++++ Data for the task ++++
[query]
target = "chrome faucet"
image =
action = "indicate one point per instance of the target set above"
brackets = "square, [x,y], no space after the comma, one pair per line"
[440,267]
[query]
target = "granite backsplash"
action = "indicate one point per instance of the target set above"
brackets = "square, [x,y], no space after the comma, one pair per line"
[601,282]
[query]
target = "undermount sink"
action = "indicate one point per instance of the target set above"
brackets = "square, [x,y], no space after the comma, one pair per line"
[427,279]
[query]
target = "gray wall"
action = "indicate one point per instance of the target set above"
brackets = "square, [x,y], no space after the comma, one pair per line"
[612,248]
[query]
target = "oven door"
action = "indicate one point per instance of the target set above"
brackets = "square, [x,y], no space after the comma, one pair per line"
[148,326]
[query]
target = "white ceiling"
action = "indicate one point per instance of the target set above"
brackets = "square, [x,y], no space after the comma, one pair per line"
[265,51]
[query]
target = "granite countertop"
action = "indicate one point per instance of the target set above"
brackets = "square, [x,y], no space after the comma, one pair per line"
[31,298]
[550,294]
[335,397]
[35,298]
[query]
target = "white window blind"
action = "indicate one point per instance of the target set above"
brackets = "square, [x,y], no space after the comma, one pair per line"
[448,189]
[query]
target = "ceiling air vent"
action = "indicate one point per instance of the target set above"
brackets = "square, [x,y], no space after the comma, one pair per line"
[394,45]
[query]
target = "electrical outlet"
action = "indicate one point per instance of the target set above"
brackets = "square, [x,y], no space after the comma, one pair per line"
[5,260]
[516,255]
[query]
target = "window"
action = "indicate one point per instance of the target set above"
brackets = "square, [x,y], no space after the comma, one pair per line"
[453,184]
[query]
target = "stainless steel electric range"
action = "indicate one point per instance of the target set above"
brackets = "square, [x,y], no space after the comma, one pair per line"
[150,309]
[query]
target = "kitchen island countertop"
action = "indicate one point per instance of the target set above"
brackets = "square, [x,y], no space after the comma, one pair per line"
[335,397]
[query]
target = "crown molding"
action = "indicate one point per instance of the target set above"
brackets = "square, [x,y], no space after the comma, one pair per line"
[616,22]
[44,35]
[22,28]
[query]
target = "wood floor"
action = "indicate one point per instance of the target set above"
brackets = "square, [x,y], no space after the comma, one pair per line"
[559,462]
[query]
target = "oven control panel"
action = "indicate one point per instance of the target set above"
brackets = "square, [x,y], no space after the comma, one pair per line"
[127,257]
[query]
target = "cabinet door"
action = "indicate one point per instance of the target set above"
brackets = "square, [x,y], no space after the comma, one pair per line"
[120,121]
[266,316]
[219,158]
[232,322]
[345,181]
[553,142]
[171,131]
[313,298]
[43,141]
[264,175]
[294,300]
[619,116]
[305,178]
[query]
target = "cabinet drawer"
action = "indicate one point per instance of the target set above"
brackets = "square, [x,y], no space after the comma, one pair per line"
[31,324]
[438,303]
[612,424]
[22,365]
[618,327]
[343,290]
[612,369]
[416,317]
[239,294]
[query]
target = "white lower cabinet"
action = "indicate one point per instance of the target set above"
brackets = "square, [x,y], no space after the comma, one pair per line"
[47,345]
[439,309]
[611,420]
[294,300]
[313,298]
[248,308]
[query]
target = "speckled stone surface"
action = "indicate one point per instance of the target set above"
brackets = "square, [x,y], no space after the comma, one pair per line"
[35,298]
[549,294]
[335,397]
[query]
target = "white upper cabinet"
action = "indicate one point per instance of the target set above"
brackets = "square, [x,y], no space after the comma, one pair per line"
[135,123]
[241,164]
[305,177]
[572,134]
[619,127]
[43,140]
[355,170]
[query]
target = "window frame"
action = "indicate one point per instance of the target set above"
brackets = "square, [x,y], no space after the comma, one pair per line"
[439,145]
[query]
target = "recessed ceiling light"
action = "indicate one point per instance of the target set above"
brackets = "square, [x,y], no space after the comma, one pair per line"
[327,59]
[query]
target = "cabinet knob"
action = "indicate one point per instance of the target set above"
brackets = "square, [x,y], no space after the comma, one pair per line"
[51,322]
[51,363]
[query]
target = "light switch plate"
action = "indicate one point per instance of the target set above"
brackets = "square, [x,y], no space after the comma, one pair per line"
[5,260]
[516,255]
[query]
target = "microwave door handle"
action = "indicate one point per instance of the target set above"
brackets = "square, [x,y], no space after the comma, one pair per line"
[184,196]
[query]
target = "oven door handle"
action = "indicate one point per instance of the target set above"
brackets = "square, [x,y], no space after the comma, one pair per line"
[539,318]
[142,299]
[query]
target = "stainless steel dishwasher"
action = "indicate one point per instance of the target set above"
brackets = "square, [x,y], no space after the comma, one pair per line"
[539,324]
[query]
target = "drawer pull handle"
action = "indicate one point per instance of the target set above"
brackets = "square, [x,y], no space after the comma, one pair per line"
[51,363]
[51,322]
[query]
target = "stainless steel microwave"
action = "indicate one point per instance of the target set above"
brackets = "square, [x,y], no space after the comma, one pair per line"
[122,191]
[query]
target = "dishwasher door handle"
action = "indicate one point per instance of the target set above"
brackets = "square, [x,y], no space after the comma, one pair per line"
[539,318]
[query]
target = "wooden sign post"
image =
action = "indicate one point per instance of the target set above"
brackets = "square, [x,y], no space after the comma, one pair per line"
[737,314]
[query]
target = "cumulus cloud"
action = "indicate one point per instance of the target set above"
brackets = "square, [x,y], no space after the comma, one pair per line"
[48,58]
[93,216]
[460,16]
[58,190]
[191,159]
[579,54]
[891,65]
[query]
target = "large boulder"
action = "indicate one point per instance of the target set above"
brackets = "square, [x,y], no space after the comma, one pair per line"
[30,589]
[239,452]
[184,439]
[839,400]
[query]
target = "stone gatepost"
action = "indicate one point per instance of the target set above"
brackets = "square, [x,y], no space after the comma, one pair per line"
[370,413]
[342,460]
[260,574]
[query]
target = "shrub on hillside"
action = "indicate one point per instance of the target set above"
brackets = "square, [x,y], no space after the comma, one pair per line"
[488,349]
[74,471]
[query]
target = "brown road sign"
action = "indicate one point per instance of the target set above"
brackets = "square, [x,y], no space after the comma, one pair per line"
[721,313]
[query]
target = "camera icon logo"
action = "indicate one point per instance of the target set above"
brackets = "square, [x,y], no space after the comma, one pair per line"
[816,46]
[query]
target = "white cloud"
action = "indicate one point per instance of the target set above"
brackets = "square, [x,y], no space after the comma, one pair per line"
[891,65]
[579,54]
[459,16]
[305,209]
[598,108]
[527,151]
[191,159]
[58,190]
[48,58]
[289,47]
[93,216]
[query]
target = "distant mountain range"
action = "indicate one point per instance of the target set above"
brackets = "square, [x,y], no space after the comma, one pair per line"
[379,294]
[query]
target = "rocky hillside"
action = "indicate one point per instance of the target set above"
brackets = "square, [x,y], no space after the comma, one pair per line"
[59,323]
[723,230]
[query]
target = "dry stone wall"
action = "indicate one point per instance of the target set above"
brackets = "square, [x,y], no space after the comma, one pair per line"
++++
Activity :: Go through the lines above and copy any that contain "range".

Written solution ::
target = "stainless steel electric range"
target = "distant mountain range"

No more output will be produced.